• [EXTRACTED TEXT]:
--------------------------------
As an incompetent cook and a bachelor living in a city filled with delivery options, I am not the ideal person to comment on the design of a refrigerator; I only open my mostly-empty Hotpoint (terrible name for a 'fridge, by the way) when I want beer. But this week LG caught my eye when they announced their new "Door-in-Door" French-door refrigerator, which operates thusly:
(The 'fridge in the video is actually a Kenmore that was released earlier this year, but Consumer Reports reports that "LG actually manufactures many Kenmore refrigerators," and I believe they're the same machine.)
As for how it works, the inner door is magnetically sealed; hitting this button with your thumb...

...deactivates the magnet.
For those of you that are members of a heavy-'fridge-using family of four as seen in the video, do you think this is a worthwhile design innovation, or a gimmick? For their part, LG claims that the door-in-door design provides an energy savings, in that opening just the sub-door to retrieve a commonly-needed item allows less cold air to escape than throwing the whole thing open; this made the needle on my BS meter quiver uncertainly. I do wonder, however, how many sixes of Miller Lite that front door would hold.
--------------------------------
• [EXERCISES TO COMPLETE]:
- 1) Decide whether each statement agrees with the refrigerator piece, answering yes or no and quoting the words that settle it: (a) The inner door is held shut by a magnet. (b) The refrigerator shown in the video is an LG model. (c) LG says the door-in-door design saves energy.
- 2) Write the next part of the refrigerator piece, picking up after its final sentence.

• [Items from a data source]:
--------------------------------
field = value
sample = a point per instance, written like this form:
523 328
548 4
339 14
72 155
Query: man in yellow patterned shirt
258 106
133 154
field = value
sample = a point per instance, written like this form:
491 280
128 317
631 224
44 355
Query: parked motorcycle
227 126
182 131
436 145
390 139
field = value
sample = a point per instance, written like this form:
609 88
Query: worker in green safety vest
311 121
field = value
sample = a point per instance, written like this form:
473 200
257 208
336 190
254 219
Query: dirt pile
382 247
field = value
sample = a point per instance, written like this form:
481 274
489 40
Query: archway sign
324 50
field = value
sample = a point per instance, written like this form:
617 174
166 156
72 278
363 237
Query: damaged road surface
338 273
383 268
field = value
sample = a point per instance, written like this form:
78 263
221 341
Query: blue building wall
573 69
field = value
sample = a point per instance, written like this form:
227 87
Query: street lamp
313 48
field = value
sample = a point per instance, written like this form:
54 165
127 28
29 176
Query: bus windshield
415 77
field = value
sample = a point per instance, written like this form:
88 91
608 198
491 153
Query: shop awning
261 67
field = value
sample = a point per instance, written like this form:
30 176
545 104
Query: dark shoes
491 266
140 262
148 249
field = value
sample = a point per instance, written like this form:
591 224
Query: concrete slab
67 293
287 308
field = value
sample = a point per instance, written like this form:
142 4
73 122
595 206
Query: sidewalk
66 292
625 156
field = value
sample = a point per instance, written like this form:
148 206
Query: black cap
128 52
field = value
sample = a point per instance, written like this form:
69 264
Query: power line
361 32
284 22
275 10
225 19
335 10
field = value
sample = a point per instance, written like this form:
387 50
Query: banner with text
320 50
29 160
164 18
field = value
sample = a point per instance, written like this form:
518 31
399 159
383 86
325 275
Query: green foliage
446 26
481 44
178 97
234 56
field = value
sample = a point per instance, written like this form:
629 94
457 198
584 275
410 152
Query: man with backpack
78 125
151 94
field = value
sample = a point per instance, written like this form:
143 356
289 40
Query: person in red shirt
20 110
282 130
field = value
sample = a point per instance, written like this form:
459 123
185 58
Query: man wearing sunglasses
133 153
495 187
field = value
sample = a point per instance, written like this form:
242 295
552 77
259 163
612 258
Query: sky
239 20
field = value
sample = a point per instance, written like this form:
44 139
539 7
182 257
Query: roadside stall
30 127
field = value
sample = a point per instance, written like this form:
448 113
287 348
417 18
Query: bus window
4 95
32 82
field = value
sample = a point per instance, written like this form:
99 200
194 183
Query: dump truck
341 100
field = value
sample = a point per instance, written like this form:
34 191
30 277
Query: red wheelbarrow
--------------------------------
• [ANSWERS TO THE EXERCISES]:
- 1)
(a) Yes: "the inner door is magnetically sealed"
(b) No: "The 'fridge in the video is actually a Kenmore that was released earlier this year"
(c) Yes: "LG claims that the door-in-door design provides an energy savings"

- 2)
Comments
fuking amazing design. Kenmore one is the most beautiful piece of plastic and metal ever forged by human hands since the dawn of time
I can't believe this! I've been sketching this solution today xDD
It seems a good way to save energy, not the most comfortable but it may save a few euros every month. In my opinion, specially useful when you stay still in front of it with the door widely open while thinking about what to eat or cook.
i think it's not that practical. even though a fridge can preserve the shelf life of a food product, you still have to see and check on a regular basis which items in your fridge are still good or has expired. one might forget they've stored something behind that inner door, or the bigger door. it's already a pain in the butt to clean a whole fridge. an extra door would make the task more inconvenient.
the most energy-saving practice people can exercise is to have a running inventory of the foodstuff they have in their fridge. think of what they have to pull out of the fridge before they open the door.
The promo video was absurd. No one lives like that!
But I do concur with your last question.
I think its a great idea. I'd venture to say, as a response to Jamie, this would be easier to clean. most of the stuff we forget about in the fridge is due to it being hidden in the back. And all the time spent moving things out of the front to pull something from the back is diminished. I come for a large household so my fridge is always jam packed.
Glass door fridges are impracticable but this seems like a reasonable solution to how people interact with there fridge. Think of it as a separate cabinet for drinks and accoutrements.
But if I where you I'd be less worried about the credibility of its energy saving capabilities and more worried on why you would ever have miller lite in your fridge. :)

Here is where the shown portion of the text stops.